(Dataset excerpt)
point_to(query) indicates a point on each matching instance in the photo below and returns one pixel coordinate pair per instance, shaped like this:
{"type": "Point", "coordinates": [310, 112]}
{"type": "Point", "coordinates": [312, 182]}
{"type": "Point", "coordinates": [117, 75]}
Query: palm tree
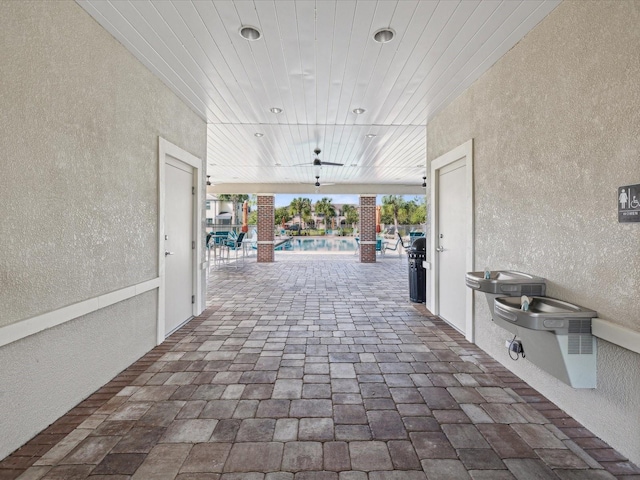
{"type": "Point", "coordinates": [393, 204]}
{"type": "Point", "coordinates": [350, 215]}
{"type": "Point", "coordinates": [235, 200]}
{"type": "Point", "coordinates": [325, 208]}
{"type": "Point", "coordinates": [282, 213]}
{"type": "Point", "coordinates": [299, 206]}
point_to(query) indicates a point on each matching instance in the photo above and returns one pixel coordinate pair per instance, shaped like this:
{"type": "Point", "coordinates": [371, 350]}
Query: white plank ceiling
{"type": "Point", "coordinates": [317, 61]}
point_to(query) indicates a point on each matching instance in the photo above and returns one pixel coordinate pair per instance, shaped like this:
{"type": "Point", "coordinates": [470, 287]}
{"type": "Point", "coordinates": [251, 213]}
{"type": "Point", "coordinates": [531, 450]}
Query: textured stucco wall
{"type": "Point", "coordinates": [555, 126]}
{"type": "Point", "coordinates": [45, 375]}
{"type": "Point", "coordinates": [79, 127]}
{"type": "Point", "coordinates": [80, 121]}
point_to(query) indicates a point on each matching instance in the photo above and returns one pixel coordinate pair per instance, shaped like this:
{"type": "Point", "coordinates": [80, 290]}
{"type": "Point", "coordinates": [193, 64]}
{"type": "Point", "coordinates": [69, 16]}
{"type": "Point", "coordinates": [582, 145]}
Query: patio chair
{"type": "Point", "coordinates": [234, 243]}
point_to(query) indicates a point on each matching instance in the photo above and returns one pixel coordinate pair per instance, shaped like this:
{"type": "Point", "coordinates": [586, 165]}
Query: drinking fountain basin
{"type": "Point", "coordinates": [506, 282]}
{"type": "Point", "coordinates": [545, 313]}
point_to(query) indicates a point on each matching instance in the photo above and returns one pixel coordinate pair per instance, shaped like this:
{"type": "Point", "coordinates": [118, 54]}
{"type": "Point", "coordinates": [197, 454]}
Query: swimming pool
{"type": "Point", "coordinates": [321, 244]}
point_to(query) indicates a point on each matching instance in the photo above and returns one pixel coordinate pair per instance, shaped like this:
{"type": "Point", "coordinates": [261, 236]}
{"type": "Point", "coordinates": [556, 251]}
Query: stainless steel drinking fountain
{"type": "Point", "coordinates": [555, 335]}
{"type": "Point", "coordinates": [505, 283]}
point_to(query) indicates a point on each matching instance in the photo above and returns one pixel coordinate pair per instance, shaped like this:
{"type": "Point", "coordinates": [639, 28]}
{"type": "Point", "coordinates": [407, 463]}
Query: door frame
{"type": "Point", "coordinates": [464, 151]}
{"type": "Point", "coordinates": [167, 149]}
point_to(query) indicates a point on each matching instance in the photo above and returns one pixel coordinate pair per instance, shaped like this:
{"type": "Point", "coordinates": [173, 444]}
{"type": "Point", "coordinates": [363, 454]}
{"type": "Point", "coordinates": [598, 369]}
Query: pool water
{"type": "Point", "coordinates": [336, 245]}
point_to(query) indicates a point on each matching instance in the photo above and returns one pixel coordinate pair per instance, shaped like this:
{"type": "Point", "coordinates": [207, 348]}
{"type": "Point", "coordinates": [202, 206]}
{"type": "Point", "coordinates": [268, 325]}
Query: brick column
{"type": "Point", "coordinates": [266, 219]}
{"type": "Point", "coordinates": [367, 228]}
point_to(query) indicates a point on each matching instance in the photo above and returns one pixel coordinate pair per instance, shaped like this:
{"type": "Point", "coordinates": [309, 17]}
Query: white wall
{"type": "Point", "coordinates": [79, 123]}
{"type": "Point", "coordinates": [555, 126]}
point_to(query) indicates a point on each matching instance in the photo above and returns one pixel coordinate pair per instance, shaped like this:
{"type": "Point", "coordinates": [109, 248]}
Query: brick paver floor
{"type": "Point", "coordinates": [316, 368]}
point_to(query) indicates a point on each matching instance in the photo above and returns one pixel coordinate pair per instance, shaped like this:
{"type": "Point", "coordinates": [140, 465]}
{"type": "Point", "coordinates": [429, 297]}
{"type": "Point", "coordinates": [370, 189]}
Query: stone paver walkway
{"type": "Point", "coordinates": [316, 368]}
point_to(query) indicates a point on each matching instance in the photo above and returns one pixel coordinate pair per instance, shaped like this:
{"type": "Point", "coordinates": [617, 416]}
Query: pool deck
{"type": "Point", "coordinates": [316, 367]}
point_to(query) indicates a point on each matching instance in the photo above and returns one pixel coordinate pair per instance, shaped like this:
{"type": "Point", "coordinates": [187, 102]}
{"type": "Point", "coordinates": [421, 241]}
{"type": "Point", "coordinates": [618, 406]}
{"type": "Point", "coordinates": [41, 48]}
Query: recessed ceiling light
{"type": "Point", "coordinates": [250, 33]}
{"type": "Point", "coordinates": [384, 35]}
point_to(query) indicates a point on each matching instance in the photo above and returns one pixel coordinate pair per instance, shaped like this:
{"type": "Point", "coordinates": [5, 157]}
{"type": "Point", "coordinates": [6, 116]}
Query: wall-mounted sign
{"type": "Point", "coordinates": [629, 203]}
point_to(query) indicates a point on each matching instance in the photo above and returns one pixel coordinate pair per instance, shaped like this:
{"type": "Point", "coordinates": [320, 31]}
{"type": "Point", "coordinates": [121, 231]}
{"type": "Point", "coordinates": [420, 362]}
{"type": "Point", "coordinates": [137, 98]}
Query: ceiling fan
{"type": "Point", "coordinates": [319, 163]}
{"type": "Point", "coordinates": [317, 184]}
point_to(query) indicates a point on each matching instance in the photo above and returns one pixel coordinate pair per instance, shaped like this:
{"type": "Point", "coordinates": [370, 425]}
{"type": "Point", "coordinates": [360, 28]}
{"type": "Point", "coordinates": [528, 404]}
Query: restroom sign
{"type": "Point", "coordinates": [629, 203]}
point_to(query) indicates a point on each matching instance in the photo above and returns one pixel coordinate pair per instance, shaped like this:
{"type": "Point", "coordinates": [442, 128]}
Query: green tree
{"type": "Point", "coordinates": [393, 205]}
{"type": "Point", "coordinates": [351, 215]}
{"type": "Point", "coordinates": [282, 213]}
{"type": "Point", "coordinates": [325, 208]}
{"type": "Point", "coordinates": [235, 200]}
{"type": "Point", "coordinates": [300, 206]}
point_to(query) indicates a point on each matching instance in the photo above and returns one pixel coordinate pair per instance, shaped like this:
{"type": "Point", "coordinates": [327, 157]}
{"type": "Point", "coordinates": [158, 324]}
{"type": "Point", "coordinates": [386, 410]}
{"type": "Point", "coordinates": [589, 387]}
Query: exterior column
{"type": "Point", "coordinates": [367, 228]}
{"type": "Point", "coordinates": [266, 218]}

**Given instruction**: Report each line of the records above that contains the string "paver", copied in full. Matching is case-sensitive.

**Result**:
Query: brick paver floor
Query: stone paver walkway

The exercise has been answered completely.